Stated task: Copy out the records again, switching each occurrence of "one per instance" to "one for each instance" and leaving everything else unchanged.

>> begin Material provided

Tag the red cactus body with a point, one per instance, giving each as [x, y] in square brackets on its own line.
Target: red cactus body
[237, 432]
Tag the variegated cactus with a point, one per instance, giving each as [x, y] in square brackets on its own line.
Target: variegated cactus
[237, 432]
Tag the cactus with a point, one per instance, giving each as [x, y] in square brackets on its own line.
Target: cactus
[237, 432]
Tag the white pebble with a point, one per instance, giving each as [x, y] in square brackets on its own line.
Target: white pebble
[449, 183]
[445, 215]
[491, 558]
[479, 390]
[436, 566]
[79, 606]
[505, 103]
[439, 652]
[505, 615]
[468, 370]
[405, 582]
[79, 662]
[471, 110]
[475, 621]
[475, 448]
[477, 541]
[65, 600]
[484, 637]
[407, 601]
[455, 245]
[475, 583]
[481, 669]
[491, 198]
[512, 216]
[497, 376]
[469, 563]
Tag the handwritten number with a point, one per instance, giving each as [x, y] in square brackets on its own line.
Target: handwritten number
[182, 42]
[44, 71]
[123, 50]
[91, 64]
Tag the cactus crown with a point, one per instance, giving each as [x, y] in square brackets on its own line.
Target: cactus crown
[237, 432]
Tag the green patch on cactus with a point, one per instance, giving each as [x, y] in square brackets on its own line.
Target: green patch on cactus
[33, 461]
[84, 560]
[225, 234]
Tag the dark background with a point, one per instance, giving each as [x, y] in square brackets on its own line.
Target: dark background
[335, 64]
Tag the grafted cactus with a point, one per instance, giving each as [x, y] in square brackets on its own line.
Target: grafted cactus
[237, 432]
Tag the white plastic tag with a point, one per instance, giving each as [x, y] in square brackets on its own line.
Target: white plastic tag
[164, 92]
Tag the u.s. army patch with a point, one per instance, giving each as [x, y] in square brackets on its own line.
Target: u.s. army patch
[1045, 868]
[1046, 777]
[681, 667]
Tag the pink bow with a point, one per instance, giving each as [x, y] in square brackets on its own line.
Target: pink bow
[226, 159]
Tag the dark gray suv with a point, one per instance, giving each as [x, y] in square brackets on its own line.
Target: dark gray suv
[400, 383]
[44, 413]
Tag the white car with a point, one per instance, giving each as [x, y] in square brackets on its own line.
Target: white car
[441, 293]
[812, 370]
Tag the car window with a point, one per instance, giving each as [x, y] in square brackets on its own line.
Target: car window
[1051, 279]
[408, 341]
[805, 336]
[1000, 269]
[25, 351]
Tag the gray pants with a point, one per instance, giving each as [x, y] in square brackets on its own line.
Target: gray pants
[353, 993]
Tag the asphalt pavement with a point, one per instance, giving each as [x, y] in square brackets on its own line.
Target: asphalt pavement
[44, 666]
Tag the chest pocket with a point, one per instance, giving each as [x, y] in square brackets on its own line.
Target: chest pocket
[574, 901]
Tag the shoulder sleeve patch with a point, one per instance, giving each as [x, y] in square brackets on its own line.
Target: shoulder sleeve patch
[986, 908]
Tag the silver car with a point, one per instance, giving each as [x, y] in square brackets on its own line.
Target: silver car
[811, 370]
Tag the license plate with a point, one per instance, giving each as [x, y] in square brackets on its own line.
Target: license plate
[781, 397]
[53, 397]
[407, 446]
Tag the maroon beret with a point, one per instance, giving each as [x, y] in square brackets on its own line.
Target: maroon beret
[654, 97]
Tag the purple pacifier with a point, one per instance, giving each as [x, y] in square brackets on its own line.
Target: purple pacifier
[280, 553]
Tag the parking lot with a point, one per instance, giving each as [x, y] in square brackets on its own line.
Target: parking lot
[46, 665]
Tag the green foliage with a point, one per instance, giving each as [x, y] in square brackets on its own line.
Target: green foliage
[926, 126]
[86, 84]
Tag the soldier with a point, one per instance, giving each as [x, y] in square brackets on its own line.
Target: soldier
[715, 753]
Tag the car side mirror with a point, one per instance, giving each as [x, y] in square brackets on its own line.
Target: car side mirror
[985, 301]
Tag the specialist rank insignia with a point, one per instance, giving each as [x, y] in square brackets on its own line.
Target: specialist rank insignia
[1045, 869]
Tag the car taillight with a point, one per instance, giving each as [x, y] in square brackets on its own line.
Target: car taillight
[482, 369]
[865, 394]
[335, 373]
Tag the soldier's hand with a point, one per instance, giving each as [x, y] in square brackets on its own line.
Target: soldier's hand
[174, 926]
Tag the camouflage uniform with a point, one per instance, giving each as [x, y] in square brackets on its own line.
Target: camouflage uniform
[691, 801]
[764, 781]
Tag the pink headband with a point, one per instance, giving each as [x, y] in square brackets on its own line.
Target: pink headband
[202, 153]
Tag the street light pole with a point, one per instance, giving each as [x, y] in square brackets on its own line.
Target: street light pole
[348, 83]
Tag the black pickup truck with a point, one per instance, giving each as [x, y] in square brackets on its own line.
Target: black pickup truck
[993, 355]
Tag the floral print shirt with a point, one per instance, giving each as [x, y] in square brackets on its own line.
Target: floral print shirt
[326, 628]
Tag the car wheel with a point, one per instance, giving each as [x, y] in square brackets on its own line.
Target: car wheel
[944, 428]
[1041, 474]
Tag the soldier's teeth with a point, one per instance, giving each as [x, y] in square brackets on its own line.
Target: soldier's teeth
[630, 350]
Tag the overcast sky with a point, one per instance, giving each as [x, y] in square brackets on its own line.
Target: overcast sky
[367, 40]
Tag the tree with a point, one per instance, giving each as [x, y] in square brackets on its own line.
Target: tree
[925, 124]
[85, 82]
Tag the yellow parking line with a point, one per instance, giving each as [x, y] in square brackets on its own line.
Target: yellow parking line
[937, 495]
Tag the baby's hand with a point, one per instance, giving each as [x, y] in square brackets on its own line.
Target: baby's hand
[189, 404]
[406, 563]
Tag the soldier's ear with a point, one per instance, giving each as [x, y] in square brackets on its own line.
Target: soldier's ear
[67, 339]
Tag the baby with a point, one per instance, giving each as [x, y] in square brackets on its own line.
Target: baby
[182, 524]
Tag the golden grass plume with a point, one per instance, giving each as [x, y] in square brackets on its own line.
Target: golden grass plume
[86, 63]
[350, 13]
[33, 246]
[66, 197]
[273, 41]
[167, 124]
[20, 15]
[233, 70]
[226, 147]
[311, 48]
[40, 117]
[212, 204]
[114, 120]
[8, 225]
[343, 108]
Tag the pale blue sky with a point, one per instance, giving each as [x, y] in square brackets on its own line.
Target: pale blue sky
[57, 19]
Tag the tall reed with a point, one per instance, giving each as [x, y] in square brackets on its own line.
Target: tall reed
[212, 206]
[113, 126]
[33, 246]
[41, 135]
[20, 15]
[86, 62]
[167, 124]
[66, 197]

>> end Material provided

Solution to the exercise:
Tag the red cactus body with a point, one for each instance, giving each as [x, y] in square brackets on its own line.
Target: red cactus body
[237, 432]
Tag the variegated cactus with a point, one for each instance, giving each as [x, y] in square brackets on its own line.
Target: variegated cactus
[237, 432]
Tag the cactus with a point, one for each instance, giving each as [x, y] in square brackets on its own line.
Target: cactus
[237, 432]
Tag the white pebble with a point, one for each instance, giving each as [x, y] in square brackets on its own line.
Target: white pebble
[449, 183]
[445, 215]
[491, 558]
[479, 390]
[436, 566]
[79, 606]
[505, 103]
[439, 652]
[505, 615]
[468, 370]
[405, 582]
[79, 662]
[471, 110]
[475, 621]
[475, 448]
[477, 541]
[65, 600]
[484, 637]
[407, 601]
[455, 245]
[475, 583]
[481, 669]
[491, 198]
[512, 216]
[497, 376]
[469, 563]
Tag the handwritten number with a point, one for each instance, giving each as [x, y] in square brackets on its own line.
Target: handwritten number
[182, 42]
[44, 71]
[123, 50]
[91, 64]
Tag the cactus crown with a point, one for each instance, giving each as [x, y] in square brackets on its own line.
Target: cactus crown
[237, 432]
Tag the green patch on cactus with a point, one for each instance, giving each as [x, y] in square brackets on its own line.
Target: green patch on cactus
[33, 461]
[84, 560]
[225, 234]
Tag the dark background with a point, one for each instance, giving each as [x, y] in square brackets on its own line.
Target: dark background
[335, 64]
Tag the grafted cactus with a point, one for each instance, giving each as [x, y] in square brackets on its own line.
Target: grafted cactus
[237, 432]
Tag the white plastic tag with a point, one for each instance, giving each as [x, y] in square brackets on its own line.
Target: white plastic tag
[164, 92]
Tag the u.s. army patch with a point, one for each instance, giving each as [x, y] in square brackets on its own line.
Target: u.s. army patch
[1045, 868]
[1046, 777]
[681, 667]
Tag the pink bow with a point, one for each instance, giving each as [x, y] in square brackets on its own line.
Target: pink bow
[226, 159]
Tag the dark gray suv with a point, one for each instance, giving each as [x, y] in square brackets on its own line.
Target: dark gray suv
[400, 383]
[44, 413]
Tag the white car with a point, one for each instance, giving each as [x, y] in square brackets on its own line.
Target: white car
[441, 293]
[812, 370]
Tag the car window with a point, one for each instance, giving each as [x, y] in square brackets on its own line.
Target: car window
[1051, 279]
[408, 341]
[805, 336]
[1000, 269]
[25, 351]
Tag the gray pants with a point, one for each instance, giving each as [x, y] in square brackets on its own line.
Target: gray pants
[353, 993]
Tag the asphalt pavement with a point, one for each instance, giving each as [x, y] in square brackets on its own line.
Target: asphalt pavement
[44, 666]
Tag the chest pocket with a point, one for each instance, giving each as [x, y] in square brackets on its own line.
Target: chest pocket
[574, 901]
Tag the shoulder sleeve patch with a point, one for each instance, giving each as [x, y] in square brackets on its own line.
Target: shoulder sleeve patch
[986, 908]
Tag the silver car with a point, one for each instance, giving each as [x, y] in square brackets on its own line.
Target: silver car
[811, 370]
Tag the license plate with a point, one for each instance, giving each as [x, y] in square brackets on its own line.
Target: license plate
[781, 397]
[53, 397]
[407, 446]
Tag the maroon beret with a point, one for each instance, giving each as [x, y] in square brackets on its own line.
Target: maroon beret
[654, 97]
Tag the purple pacifier with a point, one for each instance, giving each as [x, y] in square brackets on its own line.
Target: purple pacifier
[280, 553]
Tag the parking lot with a point, one for each instance, giving each as [x, y] in square brackets on its own line.
Target: parking lot
[46, 665]
Tag the green foliage with a point, one for each instance, giving each as [x, y] in square brackets on its own line.
Target: green foliage
[926, 126]
[86, 84]
Tag the soldier with a point, one for each instance, giving each as [x, y] in square brackets on its own line.
Target: soldier
[715, 753]
Tag the car side mirror with a point, one for each instance, giving each as [x, y] in square brackets on its own line.
Target: car side mirror
[985, 301]
Tag the specialist rank insignia with a point, one for each instance, giving each as [x, y] in square brackets on its own line.
Target: specialist rank insignia
[1045, 869]
Tag the car taillight with a point, one for each instance, giving each as [x, y] in square brackets on its own line.
Target: car taillight
[482, 369]
[865, 394]
[335, 373]
Tag the soldier's hand with a point, one for each instance, giving each as [x, y] in square brackets on its own line.
Target: soldier's hand
[174, 926]
Tag the camouflage uniform with a point, one for each instance, giving each as [x, y] in square brackets on its own line.
Target: camouflage uniform
[691, 801]
[764, 781]
Tag the pink headband with a point, one for each instance, giving each as [x, y] in square brackets on its own line.
Target: pink headband
[202, 153]
Tag the street light pole with a point, one for each instance, giving each as [x, y] in square brackets on its own line.
Target: street light pole
[348, 83]
Tag the black pickup truck with a point, one for each instance, giving each as [x, y] in square brackets on its own line.
Target: black pickup truck
[993, 355]
Tag the floral print shirt with a point, one for each instance, giving each as [x, y] in square brackets on its own line.
Target: floral print shirt
[326, 628]
Tag the car wheel with a point, one for each instance, giving each as [x, y] in square brackets on its own line.
Target: car wheel
[944, 428]
[1041, 474]
Tag the soldier's teeth with a point, one for each instance, giving each as [x, y] in square brackets on its own line.
Target: soldier's teeth
[630, 350]
Tag the overcast sky with a point, one for each instance, giving each as [x, y] in square brackets on its own line.
Target: overcast sky
[367, 40]
Tag the tree with a point, one for each instance, giving each as [x, y] in square brackets on its own line.
Target: tree
[925, 124]
[85, 82]
Tag the yellow parking line with a point, one for each instance, giving each as [x, y] in square brackets on its own line.
Target: yellow parking line
[937, 495]
Tag the baby's hand with a point, one for each instance, giving each as [x, y] in square brackets on its own line.
Target: baby's hand
[189, 404]
[406, 563]
Tag the soldier's ear with a point, one for each instance, giving each as [x, y] in square brackets on its own line.
Target: soldier's ear
[67, 339]
Tag the baby with a point, one for each instance, giving each as [x, y] in square brackets on its own line.
Target: baby
[182, 524]
Tag the golden grass plume with a point, one for each instance, giving each as [x, y] in square brackets on its own line.
Target: golden grass plume
[86, 63]
[350, 13]
[33, 246]
[66, 197]
[273, 41]
[167, 124]
[20, 15]
[233, 70]
[226, 147]
[311, 48]
[40, 117]
[212, 204]
[114, 120]
[8, 225]
[343, 108]
Tag the pale blue sky with a point, one for each instance, giving each as [x, y] in square brackets on its own line.
Target: pale blue sky
[57, 19]
Tag the tall reed with a point, one for each instance, giving each as [x, y] in square brackets on its own line.
Target: tall reed
[212, 206]
[113, 126]
[33, 246]
[41, 135]
[20, 15]
[86, 62]
[167, 124]
[66, 197]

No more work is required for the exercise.